Task statement :: Let the output be exactly the lines from the one containing "Mark a point on each instance of the butterfly forewing" through the end of the records below, both included.

Records for the task ::
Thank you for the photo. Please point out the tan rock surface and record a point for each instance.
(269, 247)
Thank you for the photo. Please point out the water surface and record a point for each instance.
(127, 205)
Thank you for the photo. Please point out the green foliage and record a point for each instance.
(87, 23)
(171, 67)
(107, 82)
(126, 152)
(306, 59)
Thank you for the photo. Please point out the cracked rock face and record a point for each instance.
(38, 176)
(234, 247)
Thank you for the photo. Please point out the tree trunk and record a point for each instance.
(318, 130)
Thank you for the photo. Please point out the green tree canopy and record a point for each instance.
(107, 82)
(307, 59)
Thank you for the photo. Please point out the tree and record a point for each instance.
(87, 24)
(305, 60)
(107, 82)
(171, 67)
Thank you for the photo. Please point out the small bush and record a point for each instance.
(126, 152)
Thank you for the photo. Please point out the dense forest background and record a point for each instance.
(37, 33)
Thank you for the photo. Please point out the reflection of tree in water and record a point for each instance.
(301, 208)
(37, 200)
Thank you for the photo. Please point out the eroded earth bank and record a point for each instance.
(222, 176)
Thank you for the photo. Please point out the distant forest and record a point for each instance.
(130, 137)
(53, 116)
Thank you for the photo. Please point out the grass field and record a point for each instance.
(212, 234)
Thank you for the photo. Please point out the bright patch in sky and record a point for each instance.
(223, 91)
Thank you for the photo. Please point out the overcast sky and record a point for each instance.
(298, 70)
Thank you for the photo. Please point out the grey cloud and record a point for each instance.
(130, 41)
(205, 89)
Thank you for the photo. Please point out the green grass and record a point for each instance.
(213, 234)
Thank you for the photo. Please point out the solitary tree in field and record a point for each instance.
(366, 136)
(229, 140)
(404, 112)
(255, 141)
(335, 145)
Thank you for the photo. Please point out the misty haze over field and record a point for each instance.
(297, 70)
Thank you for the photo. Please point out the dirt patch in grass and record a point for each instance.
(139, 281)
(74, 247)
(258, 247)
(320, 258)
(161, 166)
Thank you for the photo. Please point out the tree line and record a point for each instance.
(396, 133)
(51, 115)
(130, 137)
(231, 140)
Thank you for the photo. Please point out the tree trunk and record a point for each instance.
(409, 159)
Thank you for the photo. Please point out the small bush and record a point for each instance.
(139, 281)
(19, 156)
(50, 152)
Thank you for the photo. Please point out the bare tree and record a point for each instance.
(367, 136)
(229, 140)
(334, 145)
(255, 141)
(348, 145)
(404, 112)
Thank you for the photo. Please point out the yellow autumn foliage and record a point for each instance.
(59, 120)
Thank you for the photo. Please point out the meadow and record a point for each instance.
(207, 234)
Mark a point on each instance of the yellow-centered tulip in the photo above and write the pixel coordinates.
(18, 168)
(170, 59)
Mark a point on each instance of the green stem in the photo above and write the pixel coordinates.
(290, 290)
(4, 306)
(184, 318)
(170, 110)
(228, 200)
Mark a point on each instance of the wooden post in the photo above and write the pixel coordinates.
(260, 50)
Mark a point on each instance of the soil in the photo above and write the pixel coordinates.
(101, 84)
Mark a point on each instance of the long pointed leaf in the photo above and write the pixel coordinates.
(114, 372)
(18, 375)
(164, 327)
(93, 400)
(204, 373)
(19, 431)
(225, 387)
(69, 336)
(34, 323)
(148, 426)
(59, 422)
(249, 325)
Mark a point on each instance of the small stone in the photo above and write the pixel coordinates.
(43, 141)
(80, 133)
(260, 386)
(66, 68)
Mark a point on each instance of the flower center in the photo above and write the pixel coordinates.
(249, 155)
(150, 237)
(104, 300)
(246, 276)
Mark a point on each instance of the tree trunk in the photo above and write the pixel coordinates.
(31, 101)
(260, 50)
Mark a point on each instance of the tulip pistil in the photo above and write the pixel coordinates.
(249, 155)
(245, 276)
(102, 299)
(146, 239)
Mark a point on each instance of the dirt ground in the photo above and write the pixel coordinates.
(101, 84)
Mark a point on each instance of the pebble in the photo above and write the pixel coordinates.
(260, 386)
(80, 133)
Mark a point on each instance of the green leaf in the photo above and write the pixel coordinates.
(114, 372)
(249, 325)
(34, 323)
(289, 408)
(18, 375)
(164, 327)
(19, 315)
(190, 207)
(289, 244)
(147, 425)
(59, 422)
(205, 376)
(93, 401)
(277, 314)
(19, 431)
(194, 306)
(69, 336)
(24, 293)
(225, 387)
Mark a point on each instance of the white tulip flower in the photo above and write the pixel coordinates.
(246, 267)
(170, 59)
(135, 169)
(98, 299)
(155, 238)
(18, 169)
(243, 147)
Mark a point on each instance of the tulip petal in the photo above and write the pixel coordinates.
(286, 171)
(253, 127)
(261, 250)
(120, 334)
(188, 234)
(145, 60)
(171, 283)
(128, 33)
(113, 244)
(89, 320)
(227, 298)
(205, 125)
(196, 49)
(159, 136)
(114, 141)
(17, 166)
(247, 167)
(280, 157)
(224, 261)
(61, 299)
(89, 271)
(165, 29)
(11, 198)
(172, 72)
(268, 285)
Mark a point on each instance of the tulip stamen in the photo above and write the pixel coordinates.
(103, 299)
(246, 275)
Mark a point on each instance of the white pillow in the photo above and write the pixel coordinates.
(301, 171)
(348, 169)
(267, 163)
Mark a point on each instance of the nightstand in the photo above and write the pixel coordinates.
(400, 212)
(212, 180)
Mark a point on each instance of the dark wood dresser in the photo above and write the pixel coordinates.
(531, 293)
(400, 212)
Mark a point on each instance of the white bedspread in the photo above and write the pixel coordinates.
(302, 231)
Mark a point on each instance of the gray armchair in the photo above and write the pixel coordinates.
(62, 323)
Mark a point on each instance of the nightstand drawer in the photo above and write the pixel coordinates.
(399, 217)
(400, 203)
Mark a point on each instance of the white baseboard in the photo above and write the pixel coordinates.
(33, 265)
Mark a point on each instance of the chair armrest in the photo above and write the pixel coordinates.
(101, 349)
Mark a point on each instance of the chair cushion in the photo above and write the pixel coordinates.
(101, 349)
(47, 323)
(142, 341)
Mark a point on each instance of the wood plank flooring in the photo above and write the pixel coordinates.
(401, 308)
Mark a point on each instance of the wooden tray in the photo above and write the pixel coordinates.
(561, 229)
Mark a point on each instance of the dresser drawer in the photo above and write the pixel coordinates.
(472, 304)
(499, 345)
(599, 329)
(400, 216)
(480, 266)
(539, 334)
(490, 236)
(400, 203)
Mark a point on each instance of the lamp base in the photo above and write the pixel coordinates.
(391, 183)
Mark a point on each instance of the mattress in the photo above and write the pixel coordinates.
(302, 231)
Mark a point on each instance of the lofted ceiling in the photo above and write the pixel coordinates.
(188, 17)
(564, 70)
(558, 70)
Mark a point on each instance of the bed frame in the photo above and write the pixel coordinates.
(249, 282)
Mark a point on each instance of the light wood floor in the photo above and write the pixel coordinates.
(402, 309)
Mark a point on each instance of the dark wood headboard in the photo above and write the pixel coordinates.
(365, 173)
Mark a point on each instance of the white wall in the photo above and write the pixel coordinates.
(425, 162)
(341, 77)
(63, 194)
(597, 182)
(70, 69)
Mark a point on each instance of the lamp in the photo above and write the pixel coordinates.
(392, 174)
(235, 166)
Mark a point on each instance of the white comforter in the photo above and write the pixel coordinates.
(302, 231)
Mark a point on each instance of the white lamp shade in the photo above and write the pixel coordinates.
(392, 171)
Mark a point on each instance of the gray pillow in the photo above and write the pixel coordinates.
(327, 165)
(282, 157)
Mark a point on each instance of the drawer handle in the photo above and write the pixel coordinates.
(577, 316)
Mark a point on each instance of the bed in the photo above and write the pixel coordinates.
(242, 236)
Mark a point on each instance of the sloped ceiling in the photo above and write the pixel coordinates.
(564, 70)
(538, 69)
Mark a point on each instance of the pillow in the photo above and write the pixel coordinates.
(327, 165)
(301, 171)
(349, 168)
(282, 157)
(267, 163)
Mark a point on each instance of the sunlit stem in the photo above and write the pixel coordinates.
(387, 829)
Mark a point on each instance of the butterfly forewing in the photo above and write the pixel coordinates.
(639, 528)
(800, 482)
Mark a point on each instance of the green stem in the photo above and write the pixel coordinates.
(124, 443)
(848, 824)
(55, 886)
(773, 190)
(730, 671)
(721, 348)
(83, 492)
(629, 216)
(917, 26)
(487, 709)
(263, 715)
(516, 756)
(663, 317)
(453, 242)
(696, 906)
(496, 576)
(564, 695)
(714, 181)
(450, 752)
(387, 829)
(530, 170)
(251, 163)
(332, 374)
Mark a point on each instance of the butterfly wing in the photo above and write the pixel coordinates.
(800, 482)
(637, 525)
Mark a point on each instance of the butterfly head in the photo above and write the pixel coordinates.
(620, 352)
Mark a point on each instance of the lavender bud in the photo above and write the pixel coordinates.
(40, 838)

Solution ::
Mark a point on each instance of the butterfly forewing in the photo above and write the pixel coordinates.
(639, 528)
(800, 482)
Mark a point on each instance of the green stem in the photo above and write the pixel coordinates.
(124, 443)
(848, 824)
(55, 886)
(773, 190)
(730, 671)
(721, 348)
(83, 492)
(629, 216)
(917, 26)
(487, 709)
(263, 715)
(516, 756)
(663, 317)
(453, 242)
(696, 906)
(496, 576)
(564, 695)
(714, 181)
(450, 752)
(387, 829)
(530, 170)
(251, 163)
(332, 374)
Mark a point on each instance of the butterfly wing in the photo above and write the pixel coordinates.
(800, 482)
(637, 525)
Mark a point on each instance of the butterfly head in the photo above and write the pixel coordinates.
(620, 352)
Mark a point on each instance of the lavender bud in the photo above and write the pixel coordinates.
(40, 838)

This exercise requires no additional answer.